Write a configuration json file "config.json" and run a python script "main.py" to generate automatic EDA for forecast time series
- Most of the analysis can be applied for other kind of data. Only trends plots and acf/pacf are applied only to time series
- In the folder data there are a jupyter notebook to generate 3 differents datasets used in this notebook. But the pkl file with the data are not pushed
- There is a folder output_eda where are saved the plots output of the eda. This output are not pushed but can be obtained running the codes
- There codes to do subplots that are invoked in the script main.py. But, in addition, there are codes to generate individual plots that there are not called in the script main.py (for example: there a function to plot subplots of histograms that are called in the script main.py but also there a function to plot the histogram of only one feature). For ALL PLOTS there the version of individual plot and the version of subplot
- The repo with jupyter notebooks used to generate this scripts can be find in the following link: https://github.com/joseortegalabra/exploratory-data-analysis
- There are a lot of functions that recibe a pandas dataframe and other parameters that each function needs and return a plotly figure
- Then with the plotly figure you can see in a jupyter notebok with the method fig.show() or you can saved it in a folder with the methods fig.write_html to get a html interactive figure or fig.write_image to get a static image similar to other packages as matplotlib or seaborn
- In the script main.py the order is read the config file, then read the parameters since de config.json that you will use and finally call the function to generate the plots to get a plotly figure and finally decide what to do (show, save html, save png, save pdf, etc)

#### [Extracted entries]

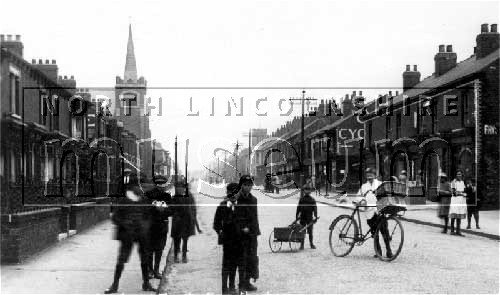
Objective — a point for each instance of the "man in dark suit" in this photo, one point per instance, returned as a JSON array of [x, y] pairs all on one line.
[[247, 223], [133, 221], [306, 212], [160, 212], [183, 220], [227, 233]]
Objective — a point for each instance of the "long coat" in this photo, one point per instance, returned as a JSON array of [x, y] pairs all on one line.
[[246, 215], [132, 220], [159, 225], [184, 216]]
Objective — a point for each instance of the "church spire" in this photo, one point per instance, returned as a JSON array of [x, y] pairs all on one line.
[[130, 66]]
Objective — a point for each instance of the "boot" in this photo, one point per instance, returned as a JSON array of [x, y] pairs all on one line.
[[458, 228], [116, 280], [445, 230], [452, 226], [146, 286], [156, 271]]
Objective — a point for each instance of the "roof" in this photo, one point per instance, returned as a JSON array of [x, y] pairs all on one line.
[[463, 69]]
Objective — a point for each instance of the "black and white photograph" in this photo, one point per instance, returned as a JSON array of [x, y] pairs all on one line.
[[249, 147]]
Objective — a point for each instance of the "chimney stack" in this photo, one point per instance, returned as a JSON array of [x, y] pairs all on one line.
[[50, 70], [486, 42], [14, 45], [411, 78], [444, 61]]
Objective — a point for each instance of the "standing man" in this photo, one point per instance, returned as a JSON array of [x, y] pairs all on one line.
[[133, 221], [306, 212], [159, 227], [247, 222], [227, 233], [183, 220]]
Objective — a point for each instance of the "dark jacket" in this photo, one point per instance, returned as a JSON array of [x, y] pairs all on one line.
[[132, 220], [306, 209], [184, 216], [246, 215], [224, 222], [159, 218]]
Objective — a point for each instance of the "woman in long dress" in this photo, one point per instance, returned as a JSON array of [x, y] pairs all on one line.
[[458, 203]]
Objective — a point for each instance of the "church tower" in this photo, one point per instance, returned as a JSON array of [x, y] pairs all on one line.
[[130, 102]]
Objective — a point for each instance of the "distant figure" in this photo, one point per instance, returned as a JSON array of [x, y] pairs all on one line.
[[458, 204], [227, 232], [183, 220], [444, 197], [132, 217], [473, 202], [159, 227], [247, 221], [306, 212]]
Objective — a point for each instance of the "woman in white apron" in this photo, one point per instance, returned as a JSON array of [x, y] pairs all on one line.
[[458, 203]]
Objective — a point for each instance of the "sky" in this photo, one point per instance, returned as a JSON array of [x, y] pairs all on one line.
[[287, 45]]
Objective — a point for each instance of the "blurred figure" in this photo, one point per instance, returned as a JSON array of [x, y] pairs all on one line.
[[306, 212], [225, 227], [183, 220], [246, 218], [458, 204], [473, 202], [444, 197], [160, 212], [133, 221]]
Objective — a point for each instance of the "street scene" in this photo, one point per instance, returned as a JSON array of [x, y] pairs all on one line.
[[236, 148]]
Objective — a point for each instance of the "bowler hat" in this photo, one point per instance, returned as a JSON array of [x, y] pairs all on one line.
[[246, 179]]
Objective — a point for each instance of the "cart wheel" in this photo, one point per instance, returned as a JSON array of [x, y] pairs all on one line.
[[392, 240], [273, 243], [294, 241]]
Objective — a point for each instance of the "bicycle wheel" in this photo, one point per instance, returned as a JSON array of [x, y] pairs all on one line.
[[343, 232], [390, 231], [274, 244]]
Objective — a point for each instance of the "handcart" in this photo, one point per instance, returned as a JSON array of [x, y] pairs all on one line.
[[293, 234]]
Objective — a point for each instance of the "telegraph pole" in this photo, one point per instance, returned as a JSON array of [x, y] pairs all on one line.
[[175, 167], [236, 156], [302, 141]]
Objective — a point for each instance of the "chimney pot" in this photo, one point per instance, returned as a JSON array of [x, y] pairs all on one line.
[[484, 28]]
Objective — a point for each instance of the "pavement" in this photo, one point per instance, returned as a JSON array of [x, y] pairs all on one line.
[[430, 262]]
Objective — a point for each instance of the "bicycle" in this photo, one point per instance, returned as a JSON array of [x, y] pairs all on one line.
[[346, 232]]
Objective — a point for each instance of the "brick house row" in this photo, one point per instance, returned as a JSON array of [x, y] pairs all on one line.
[[445, 122], [60, 154]]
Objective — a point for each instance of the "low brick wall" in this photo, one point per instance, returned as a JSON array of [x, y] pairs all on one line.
[[86, 215], [24, 234]]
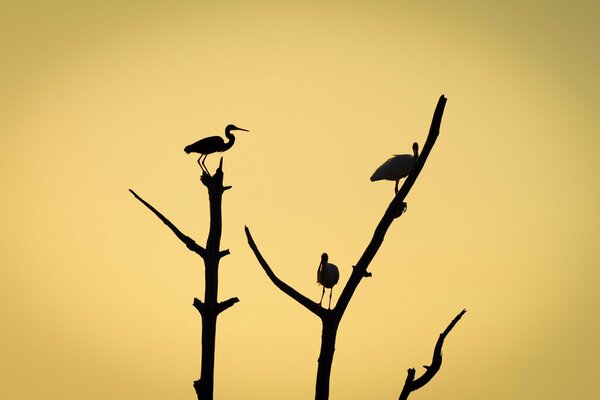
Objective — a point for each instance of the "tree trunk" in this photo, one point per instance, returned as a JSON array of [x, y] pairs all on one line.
[[205, 385], [330, 325]]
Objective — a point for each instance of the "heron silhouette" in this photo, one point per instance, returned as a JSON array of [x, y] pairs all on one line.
[[397, 167], [327, 276], [213, 144]]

#### [Set exercise]
Put this sentence from the EDA notes into Spanish: "Most of the analysis can be applied for other kind of data." The listing has nothing to do with the notes on automatic EDA above.

#### [The result]
La mayor parte del análisis se puede aplicar a otro tipo de datos.